======== Provided records

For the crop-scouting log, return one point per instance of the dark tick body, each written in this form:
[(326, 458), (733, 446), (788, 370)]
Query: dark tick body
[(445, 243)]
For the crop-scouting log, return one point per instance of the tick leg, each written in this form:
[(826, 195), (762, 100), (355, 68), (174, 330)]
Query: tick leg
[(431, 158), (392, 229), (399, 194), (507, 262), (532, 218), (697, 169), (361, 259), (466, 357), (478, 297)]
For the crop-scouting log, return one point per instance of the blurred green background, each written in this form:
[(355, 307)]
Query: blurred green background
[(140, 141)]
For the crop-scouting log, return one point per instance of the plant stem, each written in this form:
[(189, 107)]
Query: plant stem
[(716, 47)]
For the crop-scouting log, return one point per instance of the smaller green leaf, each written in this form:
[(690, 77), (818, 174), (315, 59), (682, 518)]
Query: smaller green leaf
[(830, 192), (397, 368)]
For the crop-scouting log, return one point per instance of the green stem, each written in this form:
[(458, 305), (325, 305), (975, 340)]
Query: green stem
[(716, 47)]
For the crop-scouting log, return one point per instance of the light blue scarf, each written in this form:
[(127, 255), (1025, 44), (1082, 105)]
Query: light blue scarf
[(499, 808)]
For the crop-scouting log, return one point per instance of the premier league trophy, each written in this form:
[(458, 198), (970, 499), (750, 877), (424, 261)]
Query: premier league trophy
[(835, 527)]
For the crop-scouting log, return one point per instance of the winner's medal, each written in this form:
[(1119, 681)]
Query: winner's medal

================

Problem description: Print exactly, and only, the lines from the line that contains "Query: green stem" through the last line of the records.

Solved problem:
Query: green stem
[(716, 47)]
For the crop-scouting log, return one point per instance of the light blue scarf, each written in this form:
[(127, 255), (1025, 44), (1082, 105)]
Query: light blue scarf
[(499, 808)]
For the crop-scouting log, return one point per instance of the premier league trophy, each written in this form:
[(458, 198), (970, 499), (750, 877), (424, 261)]
Query: premier league trophy
[(835, 527)]
For the crop-scouting log, return one point per instance of the winner's medal, each written in this form:
[(1119, 681)]
Query: winner's medal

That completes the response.